GIVEN TEXT:
==========
Resolution Enhancement of Geometric Phase Self-Interference Incoherent Digital Holography Using Synthetic Aperture

Abstract

Incoherent digital holography is a promising solution for acquiring three-dimensional information in the form of interference without a laser. Self-interference is the principal phenomenon of incoherent holography which splits the incident light wave into two waves and interferes with each one. The characteristics of incoherent holograms are defined by the optical configuration of wavefront dividing units. In this paper, we propose the synthetic aperture method to achieve super-resolution of geometric phase lens-based self-interference incoherent digital holography. We analyze the resolution of incoherent holograms acquired from geometric phase lenses and experimentally demonstrate the resolution enhancement via the synthetic-aperture method. Moreover, the sparse synthetic-aperture method is proposed to ensure effective data capturing and the numerical optimization method is also proposed to fill the gap between the empty space of sparsely acquired holograms.

1. Introduction

Holographic display technology, which leverages the wave nature of light to represent three-dimensional (3D) information, has emerged as a promising next-generation display solution due to its capability to provide genuine 3D visualization with complete depth cues. Recent advances in holographic displays have demonstrated remarkable progress in various applications from augmented reality (AR) and virtual reality (VR) systems [1,2,3,4,5]. The representation of complete light waves is implemented by amplitude or phase modulation with spatial light modulators (SLMs). The generation of hologram data for holographic displays relies on computer-generated holography (CGH) techniques [6,7,8,9]. Notable achievements include real-time photorealistic hologram generation through deep learning approaches and non-convex optimization-based algorithms [10,11,12,13,14]. However, the fundamental challenge in realizing high-fidelity holographic displays lies in their enormous spatial resolution requirements. The space-bandwidth product demand of holographic displays scales exponentially compared with conventional flat panel displays, and the resolution of generated holograms is also exponentially exceeded.

Incoherent holography is one of the promising holography techniques that can acquire the hologram under the condition of incoherent light source such as natural light or light-emitting diodes (LEDs) to address these challenges. Self-interference incoherent digital holography (SIDH) and Fresnel incoherent correlation holography (FINCH) are incoherent holography approaches that achieve the self-interference hologram by dividing the object light into two waves and modulating them to interfere with each other [15,16,17]. The key components of SIDH are a wavefront division device and a phase modulation device. The beam splitter or polarization-based optical components such as a phase-only SLM and a birefringence lens can be utilized as a wavefront division device, and the correlated phase modulation device must be determined according to the characteristics of the wavefront division method [18,19]. For instance, FINCH utilizes a liquid crystal-based phase-only SLM as a wavefront division device and a phase shift device at the same time with multiple exposures for the recording of stepwise phase-shifted interferograms [20,21,22]. Recent advanced FINCH and coded aperture correlation holography introduce high-level holographic microscopic solutions that enable 3D scanning with enhanced resolution and image quality [23,24,25].
==========
STORED RECORDS:
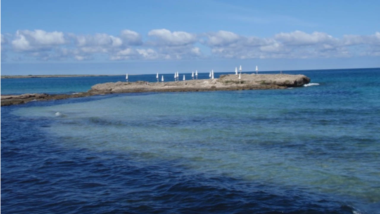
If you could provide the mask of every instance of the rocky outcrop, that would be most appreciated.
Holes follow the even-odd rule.
[[[72,94],[25,94],[21,95],[1,96],[1,106],[17,105],[33,101],[62,99],[72,97],[86,97],[93,95],[87,92]]]
[[[25,94],[1,96],[1,106],[25,103],[32,101],[60,99],[92,95],[148,92],[201,91],[277,89],[298,87],[309,83],[310,79],[304,75],[290,74],[246,74],[241,80],[234,75],[222,75],[214,80],[147,83],[117,82],[95,85],[87,92],[71,94]]]
[[[166,82],[117,82],[99,84],[89,91],[92,93],[142,92],[199,91],[285,88],[301,86],[310,82],[304,75],[245,74],[239,80],[235,75],[222,75],[215,80],[190,80]]]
==========
Say whether each statement below agrees with the text on incoherent digital holography, answering yes or no and quoting the text's deciding words exactly.
1. Incoherent holography needs a laser to record three-dimensional information.
2. The key components of SIDH are a wavefront division device and an amplitude modulation device.
3. In FINCH, one liquid crystal-based phase-only SLM serves as both the wavefront division device and the phase shift device.

CORRECT ANSWER:
1. No: "acquiring three-dimensional information in the form of interference without a laser"
2. No: "The key components of SIDH are a wavefront division device and a phase modulation device."
3. Yes: "FINCH utilizes a liquid crystal-based phase-only SLM as a wavefront division device and a phase shift device at the same time"